• **REQUIREMENTS**
Rewrite every line of the listing below as a JSON list of strings, one string per line, skipping any blank lines. Leave the pictures out of your answer.

Image point annotation entries
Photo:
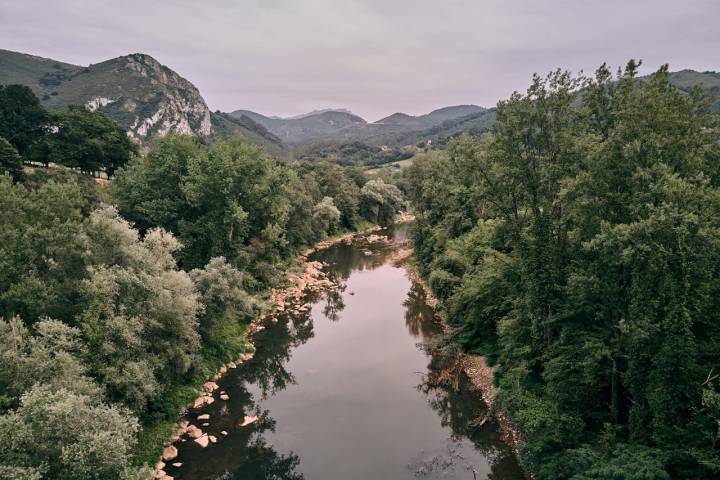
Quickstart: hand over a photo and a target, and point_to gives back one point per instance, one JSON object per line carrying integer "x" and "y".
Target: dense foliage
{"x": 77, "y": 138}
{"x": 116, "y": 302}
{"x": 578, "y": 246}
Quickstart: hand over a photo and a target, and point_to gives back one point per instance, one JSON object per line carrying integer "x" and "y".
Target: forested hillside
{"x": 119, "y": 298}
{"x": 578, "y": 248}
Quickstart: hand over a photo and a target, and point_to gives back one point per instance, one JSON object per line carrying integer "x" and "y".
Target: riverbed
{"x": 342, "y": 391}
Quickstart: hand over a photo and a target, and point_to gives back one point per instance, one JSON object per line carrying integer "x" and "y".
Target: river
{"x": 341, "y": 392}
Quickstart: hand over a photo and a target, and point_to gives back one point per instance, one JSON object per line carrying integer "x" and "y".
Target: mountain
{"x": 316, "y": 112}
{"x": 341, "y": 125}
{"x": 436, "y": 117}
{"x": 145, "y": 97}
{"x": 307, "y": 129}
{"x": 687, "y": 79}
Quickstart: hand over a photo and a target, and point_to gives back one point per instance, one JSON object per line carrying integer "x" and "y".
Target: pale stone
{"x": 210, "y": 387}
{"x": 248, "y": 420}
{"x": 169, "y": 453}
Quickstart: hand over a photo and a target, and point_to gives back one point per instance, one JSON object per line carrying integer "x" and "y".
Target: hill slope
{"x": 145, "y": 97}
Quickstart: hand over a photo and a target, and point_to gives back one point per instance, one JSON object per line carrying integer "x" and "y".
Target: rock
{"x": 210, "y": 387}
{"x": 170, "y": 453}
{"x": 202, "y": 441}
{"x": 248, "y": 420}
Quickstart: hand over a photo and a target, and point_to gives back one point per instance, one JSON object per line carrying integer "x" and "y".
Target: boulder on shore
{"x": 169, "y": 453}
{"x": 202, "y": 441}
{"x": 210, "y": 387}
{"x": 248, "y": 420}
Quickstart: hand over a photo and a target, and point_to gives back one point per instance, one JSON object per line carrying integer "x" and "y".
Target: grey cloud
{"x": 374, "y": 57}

• **ANSWER BELOW**
[
  "Photo:",
  "Quickstart: hand over a photo and a target, and point_to gives back one point per instance, one JSON object per line carrying integer \"x\" and \"y\".",
  "Target: dense foliage",
  "{\"x\": 77, \"y\": 138}",
  "{\"x\": 116, \"y\": 302}",
  "{\"x\": 578, \"y\": 246}",
  "Quickstart: hand over a photo and a target, and point_to gives back one point per instance, one JSON object per line carrying integer \"x\" and \"y\".",
  "Target: forested hillside",
  "{\"x\": 119, \"y\": 298}",
  "{\"x\": 578, \"y\": 248}",
  "Quickstart: hand over a photo and a target, and point_to gives back one point per instance, one JSON object per line carrying integer \"x\" and \"y\".",
  "Target: riverbed",
  "{\"x\": 342, \"y\": 391}",
  "Quickstart: hand over a photo and a target, and point_to gives back one point per instance, one JSON object per line carrying integer \"x\" and \"y\".",
  "Target: river",
  "{\"x\": 341, \"y\": 392}",
  "Quickstart: hand over a photo and a target, and point_to gives back one point per instance, one JSON object per line carrying integer \"x\" and \"y\".",
  "Target: mountain",
  "{\"x\": 316, \"y\": 112}",
  "{\"x\": 341, \"y\": 125}",
  "{\"x\": 436, \"y\": 117}",
  "{\"x\": 145, \"y\": 97}",
  "{\"x\": 307, \"y\": 129}",
  "{\"x\": 687, \"y\": 79}",
  "Quickstart: hand over a photo and a target, and point_to gives back one point per instance, one JSON object per line carrying integer \"x\" and \"y\".",
  "Target: pale stone",
  "{\"x\": 210, \"y\": 387}",
  "{\"x\": 248, \"y\": 420}",
  "{\"x\": 169, \"y\": 453}",
  "Quickstart: hand over a photo and a target, and point_to gives back one point per instance, one JSON object per line carrying integer \"x\" and \"y\".",
  "Target: hill slope",
  "{\"x\": 145, \"y\": 97}",
  "Quickstart: hand over a photo and a target, and point_to gives back one point per instance, one JSON object per line carrying integer \"x\" and \"y\".",
  "Target: rock",
  "{\"x\": 210, \"y\": 387}",
  "{\"x\": 170, \"y\": 453}",
  "{\"x\": 202, \"y\": 441}",
  "{\"x\": 248, \"y\": 420}",
  "Quickstart: hand over a photo and a target, and point_to gives back one point per instance, one JSON object per line carrying integer \"x\" and \"y\".",
  "Target: boulder on shore",
  "{\"x\": 169, \"y\": 453}",
  "{\"x\": 202, \"y\": 441}",
  "{\"x\": 210, \"y\": 387}",
  "{\"x\": 248, \"y\": 420}",
  "Quickstart: hand over a photo and a target, and point_to gives back one point per instance, one JSON object per line carrying integer \"x\" and \"y\".",
  "Target: grey cloud",
  "{\"x\": 374, \"y\": 57}"
]